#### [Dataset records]

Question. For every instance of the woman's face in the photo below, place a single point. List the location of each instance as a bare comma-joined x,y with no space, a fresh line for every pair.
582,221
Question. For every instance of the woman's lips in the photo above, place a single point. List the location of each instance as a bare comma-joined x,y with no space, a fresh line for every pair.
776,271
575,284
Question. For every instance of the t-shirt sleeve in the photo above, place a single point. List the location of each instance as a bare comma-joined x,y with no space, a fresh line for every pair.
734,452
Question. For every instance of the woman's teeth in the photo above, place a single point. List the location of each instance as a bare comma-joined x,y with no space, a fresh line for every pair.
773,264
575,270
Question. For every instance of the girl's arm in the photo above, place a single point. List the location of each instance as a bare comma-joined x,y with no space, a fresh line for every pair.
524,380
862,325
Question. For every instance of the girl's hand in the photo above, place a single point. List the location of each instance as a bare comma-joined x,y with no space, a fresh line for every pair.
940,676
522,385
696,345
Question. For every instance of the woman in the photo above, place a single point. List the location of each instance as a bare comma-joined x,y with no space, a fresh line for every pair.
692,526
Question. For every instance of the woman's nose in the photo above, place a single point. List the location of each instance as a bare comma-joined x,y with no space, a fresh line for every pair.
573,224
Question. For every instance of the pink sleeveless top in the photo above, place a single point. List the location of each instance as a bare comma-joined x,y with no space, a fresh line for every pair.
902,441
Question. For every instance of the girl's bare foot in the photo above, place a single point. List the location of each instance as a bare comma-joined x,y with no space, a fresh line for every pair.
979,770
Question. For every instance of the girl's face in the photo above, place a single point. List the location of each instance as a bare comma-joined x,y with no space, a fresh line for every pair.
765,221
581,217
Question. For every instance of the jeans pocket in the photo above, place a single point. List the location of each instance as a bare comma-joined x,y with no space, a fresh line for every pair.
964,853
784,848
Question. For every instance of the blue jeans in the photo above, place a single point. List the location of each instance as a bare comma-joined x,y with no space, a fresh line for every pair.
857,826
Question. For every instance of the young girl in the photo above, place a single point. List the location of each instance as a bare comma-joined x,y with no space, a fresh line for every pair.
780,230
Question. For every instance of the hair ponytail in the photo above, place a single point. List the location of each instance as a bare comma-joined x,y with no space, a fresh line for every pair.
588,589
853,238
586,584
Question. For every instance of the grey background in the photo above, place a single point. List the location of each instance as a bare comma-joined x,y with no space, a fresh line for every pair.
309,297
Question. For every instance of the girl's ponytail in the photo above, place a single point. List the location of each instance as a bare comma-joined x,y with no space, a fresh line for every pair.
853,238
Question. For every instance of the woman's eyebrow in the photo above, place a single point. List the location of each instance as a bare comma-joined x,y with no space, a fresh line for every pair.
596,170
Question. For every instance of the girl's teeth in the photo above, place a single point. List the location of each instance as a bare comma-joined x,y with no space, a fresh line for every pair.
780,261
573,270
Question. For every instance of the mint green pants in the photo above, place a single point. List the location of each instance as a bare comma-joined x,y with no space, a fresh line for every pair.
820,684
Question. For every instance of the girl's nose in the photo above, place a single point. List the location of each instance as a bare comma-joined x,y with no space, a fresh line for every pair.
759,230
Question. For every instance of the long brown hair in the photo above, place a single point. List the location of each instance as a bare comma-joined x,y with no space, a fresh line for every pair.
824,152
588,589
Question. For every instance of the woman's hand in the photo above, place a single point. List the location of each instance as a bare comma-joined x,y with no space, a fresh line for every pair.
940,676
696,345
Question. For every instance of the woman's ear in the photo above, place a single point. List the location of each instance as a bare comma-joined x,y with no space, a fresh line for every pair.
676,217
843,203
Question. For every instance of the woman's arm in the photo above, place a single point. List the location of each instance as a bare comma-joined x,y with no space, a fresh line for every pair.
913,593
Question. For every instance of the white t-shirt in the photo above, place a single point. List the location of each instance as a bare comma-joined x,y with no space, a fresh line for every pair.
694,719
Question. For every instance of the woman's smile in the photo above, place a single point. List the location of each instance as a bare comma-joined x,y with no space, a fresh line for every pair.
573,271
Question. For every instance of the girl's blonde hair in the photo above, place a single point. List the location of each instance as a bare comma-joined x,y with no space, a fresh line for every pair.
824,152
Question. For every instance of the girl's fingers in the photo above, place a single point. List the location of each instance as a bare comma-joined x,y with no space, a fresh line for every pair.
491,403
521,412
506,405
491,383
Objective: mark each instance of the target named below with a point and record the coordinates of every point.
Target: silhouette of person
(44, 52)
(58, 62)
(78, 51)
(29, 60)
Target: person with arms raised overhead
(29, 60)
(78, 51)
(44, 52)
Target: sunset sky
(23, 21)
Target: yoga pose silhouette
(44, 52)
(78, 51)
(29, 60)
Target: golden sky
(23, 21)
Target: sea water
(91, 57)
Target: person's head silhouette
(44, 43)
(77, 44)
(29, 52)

#### [TASK OBJECTIVE]
All the data above must be copied again. Leave nothing out.

#### [TASK RESULT]
Question. For every instance of the woman's face in the photo below, place a single point. List the location of each instance as a bare comma-joined x,y with no space, a fresh line for every pair.
582,221
Question. For every instance of the woman's lips in the photo above, place a single point. List the location of each instance as a bare comma-joined x,y with no space, a fresh line for every pair.
776,271
575,284
Question. For every instance of the t-shirt sleeve in the photo above, place a single point. List the location of each instance as a bare comma-joined x,y with no space, a fresh line for every pair.
734,452
Question. For every instance of the woman's teeth in the photo above, place a single point. List the location of each instance as a bare comma-joined x,y with no space, a fresh line for every pair.
773,264
575,270
Question. For every instance of the girl's arm in the photo above, place a single point. List the location of each instance as a bare comma-joined x,y with no space, a fresh line for every pair.
524,380
862,325
Question. For every instance of the girl's hand in the photo above, place a single point. List the location of each instance as a bare comma-joined x,y with no space, a fresh line for every pair.
940,676
522,385
696,345
Question. For every instance of the woman in the photo above, place a single point. List the location of each instance as a bare comma-joined x,y with no space, a fresh line for every pair.
692,526
Question. For every instance of the woman's nose in the photo above, place a single point. List the location of each instance as a bare comma-joined x,y with no space, a fresh line for every pair.
573,224
Question. For every instance of the pink sleeveless top in the photo above, place a single point. List the location of each instance as a bare comma-joined x,y with no space, a fresh line for every pair.
902,441
Question. For every instance of the girl's bare foot in the photo above, place a single point. List the location of each instance as a bare comma-joined x,y with no space, a fresh line for every pair.
979,770
Question. For every instance of the girl's face in the photo above, place a single point. List the location of each instance as a bare comma-joined x,y with no space, a fresh line for every pair.
765,221
581,217
Question. For every instance of the jeans pocket in the photo above, place a single point. List the location of each instance as a bare comma-joined x,y with no space, a fresh line for every pair.
964,853
784,848
Question. For every instance of the blue jeans in the photo above, place a single point. List the location of each instance as a bare comma-joined x,y with no space, a fresh line for every pair.
857,826
Question. For every instance of the young girl in the photo above, place a single point. List the location of each instance as a bare comma-joined x,y with no space, a fresh line for every pair.
780,230
Question. For every instance of the hair ponytail in the photo above, place a single point. List the location of each instance as a bare comma-joined x,y with no space, a fresh line for every pair.
588,589
853,238
586,584
Question. For every instance of the grey background in the photo above, place a single point. List the location of each instance as a bare comma-joined x,y with no space, a fresh line for every pair.
309,297
Question. For every instance of the girl's ponytail in the photo above, place a single point. List the location of each instance as a bare comma-joined x,y with no space, a fresh line for every pair.
853,238
Question. For every instance of the woman's eyebrow in the photo above, place a single point. List the location of each instance as a bare comma-joined x,y with no space, a fresh line for every pair.
596,170
Question. For every instance of the girl's teeth in the photo above, place a single point. List the location of each instance as a bare comma-joined x,y with no space, a fresh line for every pair.
780,261
573,270
Question. For every instance of the mint green pants in the photo above, place a single point. List the location of each instance as a bare comma-joined x,y with no space, a fresh line for every pair.
820,684
Question. For every instance of the girl's nose in the photo above, place a single point. List the location of each instance as a bare comma-joined x,y with no space, a fresh line for every pair.
759,230
Question. For every instance of the long brown hair in the photo above, place a single point. List the location of each instance as a bare comma-joined x,y with no space, a fresh line for every pair.
824,152
588,589
Question. For every instance of the woman's hand in the photo above, place a single point. List the location of each instance as a bare comma-joined x,y with no space, a fresh line for every pair.
940,676
696,345
Question. For every instance of the woman's ear in the photo above, place a single point. List the location of each instance as a bare comma-joined x,y with no space, a fresh line for every pair.
676,217
843,203
Question. For every instance of the woman's arm in the photo above, place a single point. List the location of each instance as a bare comma-joined x,y with no space, a fresh line for every pair.
913,593
Question. For every instance of the white t-shirt in the photo above, place a single point. List the location of each instance as a bare comma-joined x,y with no space, a fresh line for every pair.
694,719
Question. For every instance of the woman's smile in the photo above, place a single point. List the location of each instance as a bare comma-joined x,y with no space, a fresh line for every pair.
573,271
Question. For every instance of the girl's blonde hair in the photo above, place a single point. List the location of each instance as a bare comma-joined x,y with no space, a fresh line for every pair.
824,152
Question. For every instance of the girl's fingers in the photo above, place a single point. List the location of each instance as a bare comma-joined x,y with no space, a fresh line for every pair.
491,403
521,412
506,405
491,383
Objective: mark each instance of the target named below with a point and record the coordinates of every point.
Target: silhouette of person
(44, 52)
(58, 62)
(78, 51)
(29, 60)
Target: person with arms raised overhead
(29, 60)
(78, 51)
(44, 52)
Target: sunset sky
(23, 21)
Target: yoga pose silhouette
(44, 52)
(78, 51)
(29, 60)
Target: golden sky
(23, 21)
Target: sea water
(91, 57)
Target: person's head silhouette
(44, 43)
(77, 44)
(29, 52)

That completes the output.